| Given information |
──────────

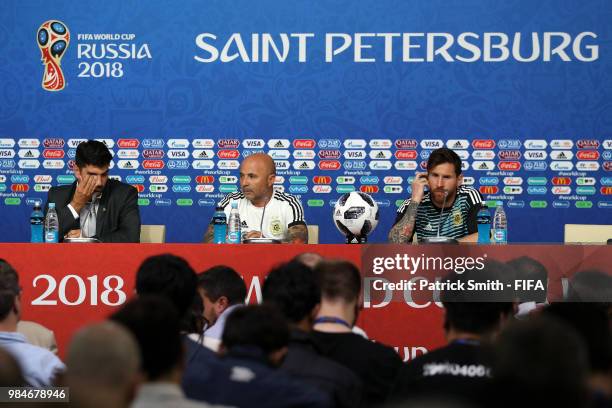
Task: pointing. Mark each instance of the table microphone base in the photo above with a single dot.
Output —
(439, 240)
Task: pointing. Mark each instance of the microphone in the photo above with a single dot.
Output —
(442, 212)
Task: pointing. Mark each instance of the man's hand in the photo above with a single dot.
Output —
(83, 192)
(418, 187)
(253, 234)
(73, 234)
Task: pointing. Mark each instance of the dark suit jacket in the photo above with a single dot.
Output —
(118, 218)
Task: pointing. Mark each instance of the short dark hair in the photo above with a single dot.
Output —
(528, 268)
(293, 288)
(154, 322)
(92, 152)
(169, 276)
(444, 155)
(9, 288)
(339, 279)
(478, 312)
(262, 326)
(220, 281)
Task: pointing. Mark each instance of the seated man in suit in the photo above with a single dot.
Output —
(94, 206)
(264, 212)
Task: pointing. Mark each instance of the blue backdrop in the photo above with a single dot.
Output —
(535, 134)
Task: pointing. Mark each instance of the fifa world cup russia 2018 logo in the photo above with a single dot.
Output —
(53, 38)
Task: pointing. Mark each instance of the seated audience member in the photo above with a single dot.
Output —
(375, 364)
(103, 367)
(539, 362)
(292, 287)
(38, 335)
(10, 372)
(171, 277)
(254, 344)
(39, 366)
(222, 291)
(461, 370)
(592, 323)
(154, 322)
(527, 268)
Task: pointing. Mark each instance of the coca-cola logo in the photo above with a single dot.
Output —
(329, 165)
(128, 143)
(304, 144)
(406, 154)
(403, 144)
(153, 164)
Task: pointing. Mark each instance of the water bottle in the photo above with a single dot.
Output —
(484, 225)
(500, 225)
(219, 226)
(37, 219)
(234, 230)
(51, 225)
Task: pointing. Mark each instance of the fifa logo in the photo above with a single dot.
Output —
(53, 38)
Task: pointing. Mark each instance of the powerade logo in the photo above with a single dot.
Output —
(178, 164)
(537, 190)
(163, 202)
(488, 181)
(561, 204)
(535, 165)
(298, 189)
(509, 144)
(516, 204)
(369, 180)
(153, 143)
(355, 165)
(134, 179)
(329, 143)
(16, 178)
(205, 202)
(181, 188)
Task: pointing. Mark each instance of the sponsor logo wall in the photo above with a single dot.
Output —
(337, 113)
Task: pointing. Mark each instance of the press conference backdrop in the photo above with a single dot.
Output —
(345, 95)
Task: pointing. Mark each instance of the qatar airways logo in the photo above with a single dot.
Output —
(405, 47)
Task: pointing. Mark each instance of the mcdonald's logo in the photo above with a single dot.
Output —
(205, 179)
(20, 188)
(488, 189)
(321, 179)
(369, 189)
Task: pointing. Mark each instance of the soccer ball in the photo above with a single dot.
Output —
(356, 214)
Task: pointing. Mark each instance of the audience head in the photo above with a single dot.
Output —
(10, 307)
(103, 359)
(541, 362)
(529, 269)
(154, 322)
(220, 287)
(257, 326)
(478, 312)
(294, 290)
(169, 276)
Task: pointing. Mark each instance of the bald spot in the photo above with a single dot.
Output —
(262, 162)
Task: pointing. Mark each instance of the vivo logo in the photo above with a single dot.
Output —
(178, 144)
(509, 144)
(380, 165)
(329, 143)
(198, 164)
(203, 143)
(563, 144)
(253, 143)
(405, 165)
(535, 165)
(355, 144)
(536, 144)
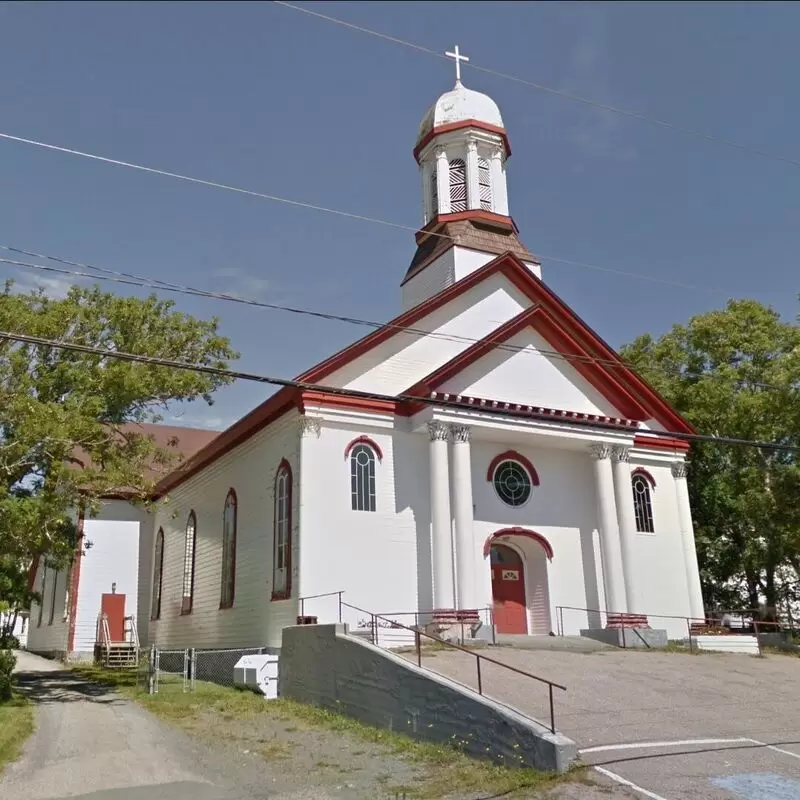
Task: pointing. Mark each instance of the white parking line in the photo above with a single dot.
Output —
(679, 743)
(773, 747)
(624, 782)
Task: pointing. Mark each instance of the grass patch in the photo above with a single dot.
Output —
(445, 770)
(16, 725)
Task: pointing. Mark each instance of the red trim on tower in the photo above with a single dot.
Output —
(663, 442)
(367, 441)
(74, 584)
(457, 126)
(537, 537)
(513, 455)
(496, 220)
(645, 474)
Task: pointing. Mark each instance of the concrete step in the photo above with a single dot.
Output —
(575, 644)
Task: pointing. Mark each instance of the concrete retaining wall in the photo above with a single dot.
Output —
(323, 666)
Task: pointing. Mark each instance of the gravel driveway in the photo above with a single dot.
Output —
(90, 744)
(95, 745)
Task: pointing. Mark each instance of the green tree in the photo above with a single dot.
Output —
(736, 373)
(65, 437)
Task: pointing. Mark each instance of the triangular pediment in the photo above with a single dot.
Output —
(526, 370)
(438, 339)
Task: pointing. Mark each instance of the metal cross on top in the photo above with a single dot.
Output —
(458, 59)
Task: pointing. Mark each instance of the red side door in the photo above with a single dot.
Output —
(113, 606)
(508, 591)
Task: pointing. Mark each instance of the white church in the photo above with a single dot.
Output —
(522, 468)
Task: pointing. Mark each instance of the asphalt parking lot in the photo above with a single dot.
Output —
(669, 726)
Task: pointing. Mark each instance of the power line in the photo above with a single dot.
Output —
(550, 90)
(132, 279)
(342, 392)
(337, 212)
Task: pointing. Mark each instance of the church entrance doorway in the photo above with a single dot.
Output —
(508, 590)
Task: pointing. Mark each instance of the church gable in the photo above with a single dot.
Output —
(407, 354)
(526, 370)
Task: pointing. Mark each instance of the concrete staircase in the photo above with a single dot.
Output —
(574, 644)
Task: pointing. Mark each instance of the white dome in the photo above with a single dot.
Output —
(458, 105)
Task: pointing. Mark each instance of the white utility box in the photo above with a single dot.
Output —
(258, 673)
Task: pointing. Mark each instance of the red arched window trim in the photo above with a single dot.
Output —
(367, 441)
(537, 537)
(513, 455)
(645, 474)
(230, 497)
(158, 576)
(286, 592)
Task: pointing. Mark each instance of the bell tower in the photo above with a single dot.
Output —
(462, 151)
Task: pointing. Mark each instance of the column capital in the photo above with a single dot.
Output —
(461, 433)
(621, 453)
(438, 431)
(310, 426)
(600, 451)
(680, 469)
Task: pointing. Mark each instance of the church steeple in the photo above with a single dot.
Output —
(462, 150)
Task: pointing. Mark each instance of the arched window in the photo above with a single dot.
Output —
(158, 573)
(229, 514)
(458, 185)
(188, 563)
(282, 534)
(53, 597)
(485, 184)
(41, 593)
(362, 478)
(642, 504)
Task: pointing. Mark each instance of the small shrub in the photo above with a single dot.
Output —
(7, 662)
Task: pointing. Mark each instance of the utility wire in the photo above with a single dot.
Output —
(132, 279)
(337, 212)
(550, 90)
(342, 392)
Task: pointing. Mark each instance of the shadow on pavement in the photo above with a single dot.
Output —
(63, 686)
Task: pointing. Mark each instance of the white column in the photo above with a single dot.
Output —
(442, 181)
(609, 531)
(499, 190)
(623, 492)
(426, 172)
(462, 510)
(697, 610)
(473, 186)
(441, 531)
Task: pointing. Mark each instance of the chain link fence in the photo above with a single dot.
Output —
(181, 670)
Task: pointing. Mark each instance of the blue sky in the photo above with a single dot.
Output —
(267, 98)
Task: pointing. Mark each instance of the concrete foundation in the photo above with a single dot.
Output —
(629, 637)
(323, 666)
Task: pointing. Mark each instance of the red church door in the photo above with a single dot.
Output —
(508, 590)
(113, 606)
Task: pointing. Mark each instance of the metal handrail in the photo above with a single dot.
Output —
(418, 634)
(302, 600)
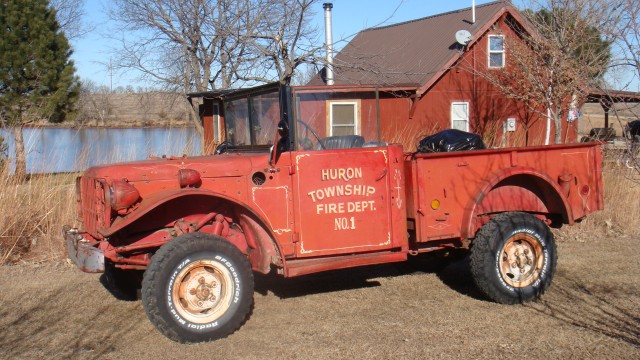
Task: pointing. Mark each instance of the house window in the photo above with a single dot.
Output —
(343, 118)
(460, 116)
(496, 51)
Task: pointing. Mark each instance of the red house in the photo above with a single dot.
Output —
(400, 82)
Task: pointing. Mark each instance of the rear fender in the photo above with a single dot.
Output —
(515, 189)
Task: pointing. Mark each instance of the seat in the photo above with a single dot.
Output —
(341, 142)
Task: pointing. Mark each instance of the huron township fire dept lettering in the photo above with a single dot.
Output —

──────────

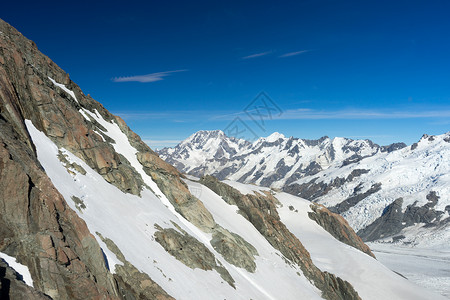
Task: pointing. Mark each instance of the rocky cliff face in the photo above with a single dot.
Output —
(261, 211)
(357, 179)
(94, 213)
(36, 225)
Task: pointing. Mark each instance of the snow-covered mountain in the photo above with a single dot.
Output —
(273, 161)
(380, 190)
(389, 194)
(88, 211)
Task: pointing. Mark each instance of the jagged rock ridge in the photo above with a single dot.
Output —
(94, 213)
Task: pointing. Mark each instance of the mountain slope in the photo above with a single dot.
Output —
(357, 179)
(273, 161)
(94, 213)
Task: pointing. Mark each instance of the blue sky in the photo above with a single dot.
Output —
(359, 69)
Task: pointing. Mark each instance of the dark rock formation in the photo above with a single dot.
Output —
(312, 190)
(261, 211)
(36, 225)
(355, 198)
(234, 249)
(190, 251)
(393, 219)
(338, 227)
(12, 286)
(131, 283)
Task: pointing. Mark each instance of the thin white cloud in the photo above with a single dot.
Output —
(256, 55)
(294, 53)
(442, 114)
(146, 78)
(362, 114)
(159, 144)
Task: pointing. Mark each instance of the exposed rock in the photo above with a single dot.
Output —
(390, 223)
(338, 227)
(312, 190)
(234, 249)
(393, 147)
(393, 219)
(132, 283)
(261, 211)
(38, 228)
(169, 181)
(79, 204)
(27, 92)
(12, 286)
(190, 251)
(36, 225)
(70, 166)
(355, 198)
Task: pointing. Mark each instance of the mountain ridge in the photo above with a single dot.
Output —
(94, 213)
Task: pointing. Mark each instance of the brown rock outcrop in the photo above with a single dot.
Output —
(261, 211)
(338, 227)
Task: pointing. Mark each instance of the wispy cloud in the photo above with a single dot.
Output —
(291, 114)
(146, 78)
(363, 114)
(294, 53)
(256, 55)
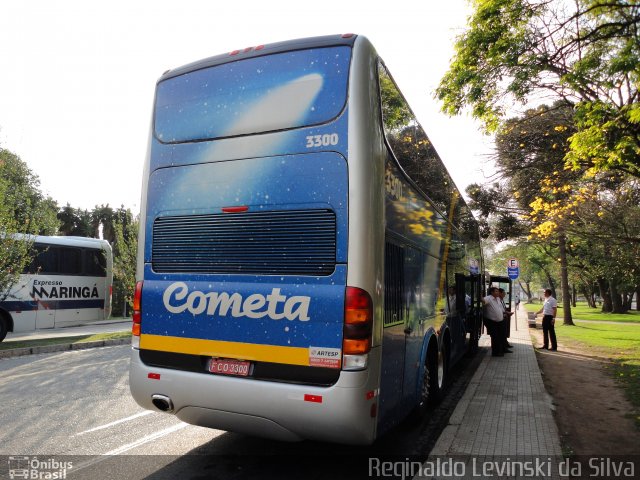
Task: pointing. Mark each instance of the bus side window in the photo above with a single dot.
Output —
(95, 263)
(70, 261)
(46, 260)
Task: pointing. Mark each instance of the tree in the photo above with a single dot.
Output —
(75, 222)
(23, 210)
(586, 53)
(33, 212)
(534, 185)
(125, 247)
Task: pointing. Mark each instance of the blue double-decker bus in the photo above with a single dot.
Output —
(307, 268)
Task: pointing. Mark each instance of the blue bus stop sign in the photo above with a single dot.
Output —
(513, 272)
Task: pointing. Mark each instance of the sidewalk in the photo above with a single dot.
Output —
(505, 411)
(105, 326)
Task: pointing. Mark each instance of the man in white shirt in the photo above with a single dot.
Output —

──────────

| Work order |
Please find every line in the records above that holds the word "house" and copy it.

| Answer below |
Task: pointing. Mark each instance of the house window in the photo above with a single dot.
Task: pointing. Mark each instance of the red house in the photo above with a single dot.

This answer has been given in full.